**Tasks for this exercise**
A) Answer these questions from the GBrowse setup instructions:
(i) What command creates the MySQL database?
(ii) Which accession does bp_genbank2gff.pl load?
(iii) In which directory is the file 08.genbank.conf located?
B) Carry on writing the GBrowse setup instructions past their final line.

**Document section**
We will assume that you are using a MySQL database.
Create the database using mysqladmin:
mysqladmin create mbovis
As described in the GBrowse tutorial, give yourself write permission for the database, and give the web server user (e.g. ``nobody'') select permission.
The bp_genbank2gff.pl script can download the accession, convert it into GFF and load the database directly in one smooth step:
bp_genbank2gff.pl -create -dsn mbovis -accession NC_002945
If you prefer, you can do this in two steps by first creating the gff file as described for the in-memory adaptor, and then using Bioperl's bp_bulk_load_gff.pl or bp_fast_load_gff.pl.
If you are using a PostgreSQL or Oracle database, you must specify the appropriate adaptor to bp_genbank2gff.pl:
bp_genbank2gff.pl -create -dsn mbovis -adaptor dbi::oracle -accession NC_002945
Use the configuration file 08.genbank.conf as your starting template. This is located in contrib/conf_files:
cp contrib/conf_files/08.genbank.conf /usr/local/apache/conf/gbrowse.conf/mb.conf
You will need to change the [GENERAL] section to use the appropriate database adaptor:
[GENERAL] description = Mycobacterium Bovis Database db_adaptor = Bio::DB::GFF db_args = -adaptor dbi::mysql -dsn dbi:mysql:database=mbovis;host=localhost -user nobody -passwd ""

**Image point grounding data**
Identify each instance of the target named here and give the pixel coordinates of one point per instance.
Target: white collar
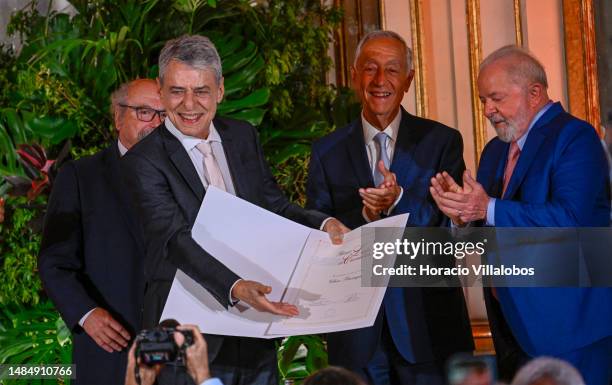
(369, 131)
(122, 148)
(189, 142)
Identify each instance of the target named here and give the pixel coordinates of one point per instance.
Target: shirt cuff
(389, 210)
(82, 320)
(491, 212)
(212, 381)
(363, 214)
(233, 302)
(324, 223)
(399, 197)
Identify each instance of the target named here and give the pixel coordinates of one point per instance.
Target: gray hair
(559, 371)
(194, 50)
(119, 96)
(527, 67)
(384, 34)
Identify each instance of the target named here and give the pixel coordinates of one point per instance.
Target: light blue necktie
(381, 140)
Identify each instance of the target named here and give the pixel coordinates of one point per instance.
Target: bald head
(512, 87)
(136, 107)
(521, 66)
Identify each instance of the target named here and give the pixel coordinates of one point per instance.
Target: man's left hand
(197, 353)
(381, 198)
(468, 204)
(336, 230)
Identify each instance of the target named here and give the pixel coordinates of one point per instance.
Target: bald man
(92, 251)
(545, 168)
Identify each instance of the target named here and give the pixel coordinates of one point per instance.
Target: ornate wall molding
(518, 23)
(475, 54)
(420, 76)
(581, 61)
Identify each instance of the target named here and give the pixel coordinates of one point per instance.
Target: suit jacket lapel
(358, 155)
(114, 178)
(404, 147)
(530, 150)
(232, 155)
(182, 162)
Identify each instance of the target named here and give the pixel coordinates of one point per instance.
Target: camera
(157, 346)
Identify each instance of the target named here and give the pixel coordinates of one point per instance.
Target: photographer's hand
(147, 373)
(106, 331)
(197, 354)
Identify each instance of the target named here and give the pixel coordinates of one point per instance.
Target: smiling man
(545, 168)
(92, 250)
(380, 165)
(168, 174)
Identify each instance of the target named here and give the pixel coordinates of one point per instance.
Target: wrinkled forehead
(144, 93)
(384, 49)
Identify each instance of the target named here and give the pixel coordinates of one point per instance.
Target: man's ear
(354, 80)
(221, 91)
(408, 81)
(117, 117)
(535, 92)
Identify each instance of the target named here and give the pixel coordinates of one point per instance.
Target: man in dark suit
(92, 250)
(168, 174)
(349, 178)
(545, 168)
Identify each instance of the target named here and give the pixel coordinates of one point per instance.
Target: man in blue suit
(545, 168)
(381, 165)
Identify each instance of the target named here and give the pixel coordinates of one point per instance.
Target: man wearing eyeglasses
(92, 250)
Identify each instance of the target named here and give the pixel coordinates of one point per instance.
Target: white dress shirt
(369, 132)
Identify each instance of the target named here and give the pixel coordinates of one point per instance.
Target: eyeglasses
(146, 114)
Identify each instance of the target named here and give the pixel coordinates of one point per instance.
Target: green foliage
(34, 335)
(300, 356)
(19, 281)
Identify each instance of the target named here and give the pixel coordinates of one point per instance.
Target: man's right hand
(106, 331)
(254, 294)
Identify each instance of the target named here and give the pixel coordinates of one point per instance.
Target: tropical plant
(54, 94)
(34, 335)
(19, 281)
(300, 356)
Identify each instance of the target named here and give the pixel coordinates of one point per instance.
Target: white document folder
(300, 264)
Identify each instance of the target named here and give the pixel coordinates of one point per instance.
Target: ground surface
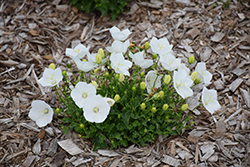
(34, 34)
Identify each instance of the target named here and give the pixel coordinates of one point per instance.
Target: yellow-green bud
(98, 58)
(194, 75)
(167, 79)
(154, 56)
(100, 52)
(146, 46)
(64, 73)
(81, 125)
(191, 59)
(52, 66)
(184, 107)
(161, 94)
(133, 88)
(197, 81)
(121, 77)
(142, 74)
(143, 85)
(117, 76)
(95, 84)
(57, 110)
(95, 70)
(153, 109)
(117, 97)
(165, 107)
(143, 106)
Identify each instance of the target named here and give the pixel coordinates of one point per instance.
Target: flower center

**Answers below**
A)
(i) mysqladmin create mbovis
(ii) NC_002945
(iii) contrib/conf_files

B)
You might also want to change the ``examples'' tag to introduce the accession number for the whole genome, and a few choice gene names and search terms:
examples = NC_002945 Mb1800 galT glucose
That should be it!
You can load as many accessions into the database as you like. Each one will appear as a ``chromosome'' named after the accession number of the entry.